Instructions for the task | Can you pull out every line of the material below that contains the string "tortoise"? Matching is case-sensitive.

# Start of Input records

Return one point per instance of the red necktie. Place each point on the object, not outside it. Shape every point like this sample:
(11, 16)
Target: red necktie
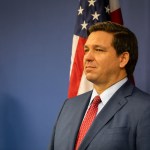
(87, 121)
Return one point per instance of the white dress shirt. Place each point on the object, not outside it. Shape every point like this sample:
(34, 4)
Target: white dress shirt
(107, 94)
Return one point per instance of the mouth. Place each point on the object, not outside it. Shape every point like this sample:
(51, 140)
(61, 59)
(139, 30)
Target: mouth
(89, 68)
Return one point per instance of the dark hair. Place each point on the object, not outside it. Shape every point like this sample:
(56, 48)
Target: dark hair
(124, 41)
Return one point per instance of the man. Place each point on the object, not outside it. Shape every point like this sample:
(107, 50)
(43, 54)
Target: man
(122, 120)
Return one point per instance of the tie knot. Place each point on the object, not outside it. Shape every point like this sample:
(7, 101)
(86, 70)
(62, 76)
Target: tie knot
(96, 100)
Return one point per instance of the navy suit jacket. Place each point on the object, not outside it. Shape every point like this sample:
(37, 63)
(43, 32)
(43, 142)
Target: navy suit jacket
(123, 124)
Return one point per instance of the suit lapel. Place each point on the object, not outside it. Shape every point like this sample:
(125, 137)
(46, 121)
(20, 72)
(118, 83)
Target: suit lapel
(116, 103)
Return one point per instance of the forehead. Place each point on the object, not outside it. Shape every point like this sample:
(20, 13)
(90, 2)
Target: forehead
(100, 38)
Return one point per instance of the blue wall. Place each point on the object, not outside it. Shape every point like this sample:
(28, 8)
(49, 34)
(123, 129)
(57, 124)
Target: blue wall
(35, 49)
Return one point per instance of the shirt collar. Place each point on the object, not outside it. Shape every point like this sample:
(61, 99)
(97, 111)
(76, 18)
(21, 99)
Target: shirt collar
(108, 93)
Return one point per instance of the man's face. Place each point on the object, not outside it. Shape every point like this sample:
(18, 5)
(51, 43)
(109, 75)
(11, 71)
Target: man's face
(101, 62)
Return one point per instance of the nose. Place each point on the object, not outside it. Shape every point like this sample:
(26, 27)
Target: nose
(88, 56)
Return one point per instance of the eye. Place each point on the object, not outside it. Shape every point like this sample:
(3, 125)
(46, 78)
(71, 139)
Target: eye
(86, 50)
(99, 50)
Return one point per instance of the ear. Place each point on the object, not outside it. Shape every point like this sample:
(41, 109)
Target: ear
(124, 58)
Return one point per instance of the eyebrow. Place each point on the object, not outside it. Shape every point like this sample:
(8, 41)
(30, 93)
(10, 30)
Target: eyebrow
(95, 46)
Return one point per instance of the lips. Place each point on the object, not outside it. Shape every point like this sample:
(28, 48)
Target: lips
(89, 68)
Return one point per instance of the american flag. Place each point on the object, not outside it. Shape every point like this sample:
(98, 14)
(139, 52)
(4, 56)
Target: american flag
(89, 12)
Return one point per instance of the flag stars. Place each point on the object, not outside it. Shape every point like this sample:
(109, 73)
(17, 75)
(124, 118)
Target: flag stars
(84, 25)
(80, 11)
(107, 9)
(91, 2)
(95, 15)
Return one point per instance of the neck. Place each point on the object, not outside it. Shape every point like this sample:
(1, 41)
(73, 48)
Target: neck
(100, 88)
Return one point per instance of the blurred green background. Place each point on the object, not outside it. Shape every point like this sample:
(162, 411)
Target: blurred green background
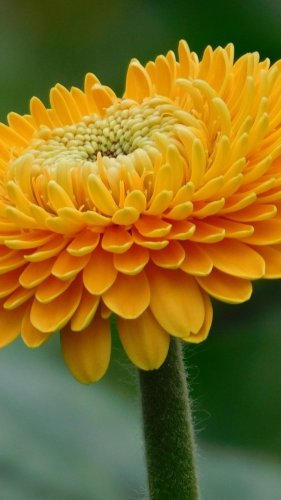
(63, 441)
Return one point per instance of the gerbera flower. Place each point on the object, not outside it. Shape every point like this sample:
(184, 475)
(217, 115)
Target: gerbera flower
(141, 206)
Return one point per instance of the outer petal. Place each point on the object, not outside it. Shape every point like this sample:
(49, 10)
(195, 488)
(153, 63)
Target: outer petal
(236, 258)
(129, 296)
(176, 302)
(145, 341)
(100, 273)
(87, 353)
(54, 315)
(30, 335)
(272, 258)
(226, 288)
(204, 330)
(10, 324)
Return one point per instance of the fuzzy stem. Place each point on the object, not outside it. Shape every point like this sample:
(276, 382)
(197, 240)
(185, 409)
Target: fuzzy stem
(168, 430)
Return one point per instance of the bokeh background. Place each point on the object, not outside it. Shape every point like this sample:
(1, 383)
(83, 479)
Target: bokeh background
(63, 441)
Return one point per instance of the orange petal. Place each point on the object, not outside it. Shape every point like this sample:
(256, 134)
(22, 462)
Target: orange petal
(85, 311)
(197, 261)
(144, 340)
(87, 353)
(152, 226)
(30, 335)
(48, 250)
(116, 239)
(265, 233)
(198, 337)
(36, 272)
(181, 230)
(151, 243)
(272, 258)
(100, 273)
(176, 302)
(54, 315)
(232, 229)
(133, 261)
(67, 267)
(207, 233)
(12, 260)
(51, 288)
(10, 324)
(236, 258)
(19, 297)
(9, 283)
(129, 296)
(226, 288)
(170, 257)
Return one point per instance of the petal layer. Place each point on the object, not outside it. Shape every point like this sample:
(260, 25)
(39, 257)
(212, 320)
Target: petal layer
(144, 340)
(87, 353)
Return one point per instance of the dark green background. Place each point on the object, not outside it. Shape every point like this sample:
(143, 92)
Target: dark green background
(63, 441)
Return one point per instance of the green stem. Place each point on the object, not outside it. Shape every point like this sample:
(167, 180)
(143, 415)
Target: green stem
(168, 430)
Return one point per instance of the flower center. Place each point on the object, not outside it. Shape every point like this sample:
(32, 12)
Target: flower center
(124, 128)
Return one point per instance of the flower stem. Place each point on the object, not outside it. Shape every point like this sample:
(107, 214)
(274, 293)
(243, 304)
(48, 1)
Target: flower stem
(168, 430)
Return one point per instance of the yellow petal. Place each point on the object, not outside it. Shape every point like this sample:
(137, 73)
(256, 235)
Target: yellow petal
(87, 353)
(101, 196)
(67, 267)
(226, 288)
(272, 258)
(48, 250)
(170, 257)
(265, 233)
(53, 316)
(152, 243)
(36, 272)
(9, 283)
(12, 260)
(181, 230)
(131, 262)
(232, 229)
(85, 311)
(29, 240)
(236, 258)
(138, 84)
(100, 273)
(51, 288)
(116, 239)
(197, 261)
(152, 226)
(10, 324)
(207, 233)
(144, 340)
(84, 243)
(176, 302)
(202, 334)
(129, 296)
(30, 335)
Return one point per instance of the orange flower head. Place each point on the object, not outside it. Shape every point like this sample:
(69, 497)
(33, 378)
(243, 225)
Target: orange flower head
(141, 206)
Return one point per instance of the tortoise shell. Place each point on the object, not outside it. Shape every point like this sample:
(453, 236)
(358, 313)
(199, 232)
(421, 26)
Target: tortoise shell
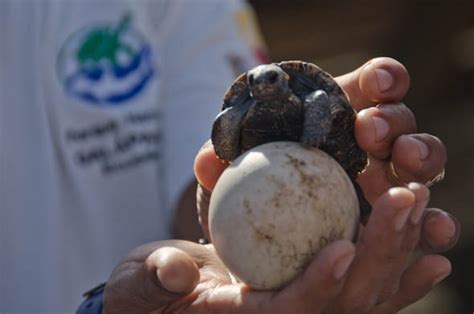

# End of Input records

Answer to the exercise |
Return one point per instance of the tortoise shell. Place each point on the object, not outside it. Shape every point like this sample:
Target: tortoise shell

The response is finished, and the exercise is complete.